Written request:
Can you give the material below again with "gets one marker" substituted for "takes a single marker" everywhere, leaving everything else unchanged?

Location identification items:
____________
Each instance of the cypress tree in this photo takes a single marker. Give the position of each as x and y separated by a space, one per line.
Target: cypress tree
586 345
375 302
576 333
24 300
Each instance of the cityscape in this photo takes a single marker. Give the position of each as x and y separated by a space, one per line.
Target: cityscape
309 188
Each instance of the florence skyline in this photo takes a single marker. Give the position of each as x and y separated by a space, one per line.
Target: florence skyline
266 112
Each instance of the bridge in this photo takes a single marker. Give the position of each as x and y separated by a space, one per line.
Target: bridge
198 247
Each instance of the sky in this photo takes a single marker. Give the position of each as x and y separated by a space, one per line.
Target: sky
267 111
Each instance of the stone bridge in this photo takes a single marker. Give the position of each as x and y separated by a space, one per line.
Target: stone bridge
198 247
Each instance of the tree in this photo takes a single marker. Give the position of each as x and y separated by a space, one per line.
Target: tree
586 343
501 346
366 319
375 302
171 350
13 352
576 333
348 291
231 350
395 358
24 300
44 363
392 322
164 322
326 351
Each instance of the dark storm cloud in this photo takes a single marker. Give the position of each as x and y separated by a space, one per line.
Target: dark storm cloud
____________
Problem solution:
Each instance of the cypress tree in this photo gets one marker. Give the position of each as x and y separated by a space, one per line.
Target: cypress tree
586 345
375 302
576 333
24 300
Each instance of the cityscape in this photo gets one marker. Give the position of each as x and y separated by a space, one per line.
Target: cityscape
309 188
Each instance of the florence skyline in this photo gets one marker. Give the position of each as x and y separated by a space, one per line.
Target: florence skyline
266 112
Each instance of the bridge in this photo gets one marker. Give the position of each as x and y separated by a space, one per line.
Target: bridge
198 247
Each instance of the sky in this photo gets one marker. Give the position of each as x and y separated by a space, one per line.
Target: sky
267 111
Each instance of the stone bridge in this photo gets one marker. Give the position of each as x and y separated by a space, one per line.
Target: stone bridge
198 247
Each instance of the tree in this photo gets one marker. Give the position of each as x and y separated by a space, one per line.
Target: tree
586 343
501 346
366 319
375 302
171 350
13 352
576 333
348 291
231 350
395 358
24 300
44 363
392 322
164 322
326 351
Each instance of the dark storm cloud in this photo gets one marker. Give the position of each as x and y separated by a space, one per line.
Target: dark storm cloud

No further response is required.